**Do this:**
Can you copy every line of the records below word for word, leaving out the pictures?

Start Excerpted data

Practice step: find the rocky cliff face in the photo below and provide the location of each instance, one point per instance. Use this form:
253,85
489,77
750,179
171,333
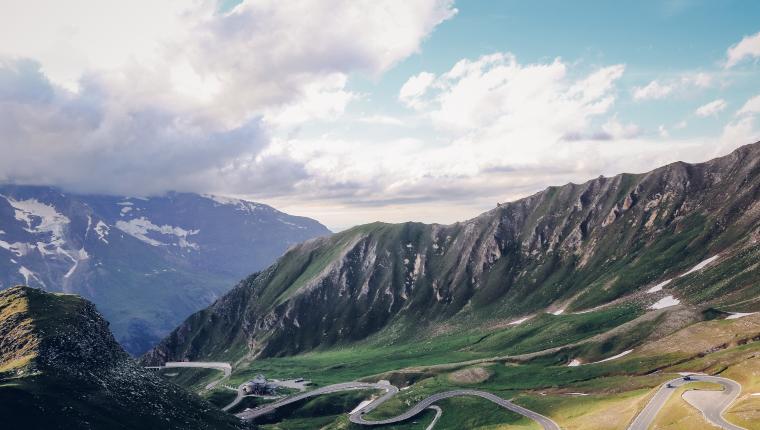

End Excerpted data

**Correct response:**
Practice step: find the rocky cliff face in the photo below and provide the location of each instance, one point per instance. Use this form:
253,85
489,77
750,179
171,333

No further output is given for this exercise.